**Requirement A**. State how many lines in the listing contain the string "black", treating case as significant, and give only the number.

“Every time the other party says ‘I want’ in a negotiation, you should hear the pleasant sound of a weight dropping on your side of the leverage scales.”

– G. Richard Shell, Bargaining for Advantage

Most entrepreneurs don’t understand the power of positive leverage. Here’s a typical situation:

After weeks of fund-raising, you find a brave investor who says “Yes, I want to invest.” He says he will give you an offer soon. You’re excited. A few days later he delivers a term sheet that you don’t like. The valuation is really low. Or the non-economic terms aren’t favorable. Your excitement turns to disappointment and frustration. This is the only offer you have so far. What do you do?

First, we hope you’ve been talking to several investors at the same time and creating a market for your shares. With an adroit touch, you can use this first offer to create the scarcity and social proof that drives other investors to say “yes”. At a minimum, you can use this offer to drive investors to make any decision at all — up or down. And keep improving your alternatives until you’ve a signed term sheet.

But let’s assume you don’t have any other offers and you have to negotiate with this investor. Or that this investor is your first choice — whether or not you have alternatives.

Positive leverage

This type of negotiation is similar to a hostage negotiation because you can’t walk away from your opponent. You can’t say, “Yeah, it’s okay, go ahead and kill the hostages, we’re not interested in your demands.”

When you have to negotiate without good alternatives, the tools of positive, negative, and normative leverage are essential. Positive leverage is your ability to provide things that your opponent wants. You have positive leverage when your opponent says, “I want to buy your car”, “I want you to release my friends from jail” or “I want to buy your shares”.

As soon as your opponent says he wants something from you, you have some positive leverage. You control what they want. You can grant them access or deny it. That’s why experienced opponents delay making offers — they don’t want to give you leverage.

In practice

How does positive leverage work in practice?

First, positive leverage should improve your psychology during the negotiation. You’ve gone from a situation where you want something from the investor to a situation where you both want something from each other. Your psychology is critical in a negotiation because “leverage often flows to the party that exerts the greatest control over and appears most comfortable with the present situation.”

Second, you can now identify other things that your opponent wants and deliver them. Maybe you’re working with a partner who is trying to get his first deal done at the firm. Help him succeed and help yourself in the process. Maybe you’re working with a firm who is excited about stealing a deal from a top-tier firm. Help them succeed. Maybe you’re working with a firm who wants to co-invest with a top-tier firm so they can show off to their LPs. Help them succeed.

Third, even before investors makes an offer, you gain a little bit of leverage every time they ask for something. Don’t try to use it after the first meeting. But if you’ve been talking to them for three weeks and they’re getting deeper and deeper into diligence, you should recognize and use your leverage. At a minimum, you should ask for information about their process and thinking at every step of the way.

The prime time to negotiate is when your opponent says, “I want.”

“If they’re talking to you, you have leverage.”

**Record excerpts**.
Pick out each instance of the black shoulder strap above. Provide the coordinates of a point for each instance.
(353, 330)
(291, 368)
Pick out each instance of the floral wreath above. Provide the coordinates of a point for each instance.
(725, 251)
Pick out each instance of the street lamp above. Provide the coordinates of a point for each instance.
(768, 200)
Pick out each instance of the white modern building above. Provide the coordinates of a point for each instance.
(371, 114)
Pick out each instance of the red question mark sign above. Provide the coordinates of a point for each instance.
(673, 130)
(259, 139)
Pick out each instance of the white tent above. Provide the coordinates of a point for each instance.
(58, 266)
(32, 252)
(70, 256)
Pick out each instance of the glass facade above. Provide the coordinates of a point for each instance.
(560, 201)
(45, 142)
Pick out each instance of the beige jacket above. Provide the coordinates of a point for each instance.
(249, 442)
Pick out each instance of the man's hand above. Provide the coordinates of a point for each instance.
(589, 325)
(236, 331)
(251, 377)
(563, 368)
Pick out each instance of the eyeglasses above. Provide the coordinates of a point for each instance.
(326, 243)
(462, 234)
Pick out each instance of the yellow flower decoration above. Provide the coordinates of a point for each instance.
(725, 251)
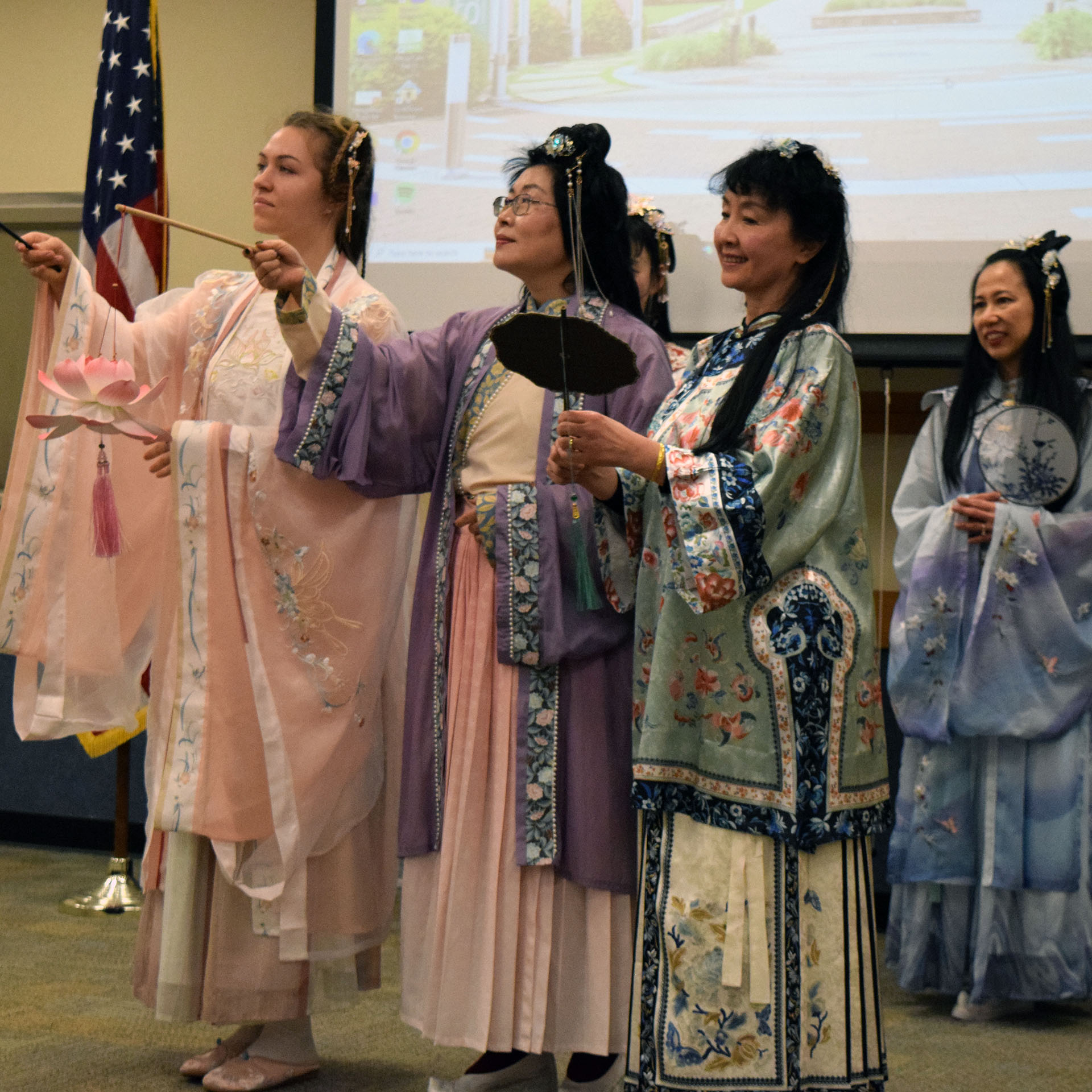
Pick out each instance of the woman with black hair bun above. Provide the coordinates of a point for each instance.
(270, 868)
(737, 528)
(517, 829)
(991, 669)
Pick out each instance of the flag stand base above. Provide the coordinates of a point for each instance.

**Requirement B**.
Answer these questions on the passage about positive leverage:
(i) Which author and book are quoted at the opening?
(ii) To what type of negotiation is negotiating without the option to walk away compared?
(iii) To which party does leverage often flow, according to the quotation under "In practice"?

**Correct answer A**. 2

**Correct answer B**.
(i) G. Richard Shell, Bargaining for Advantage
(ii) A hostage negotiation
(iii) The party that exerts the greatest control over and appears most comfortable with the present situation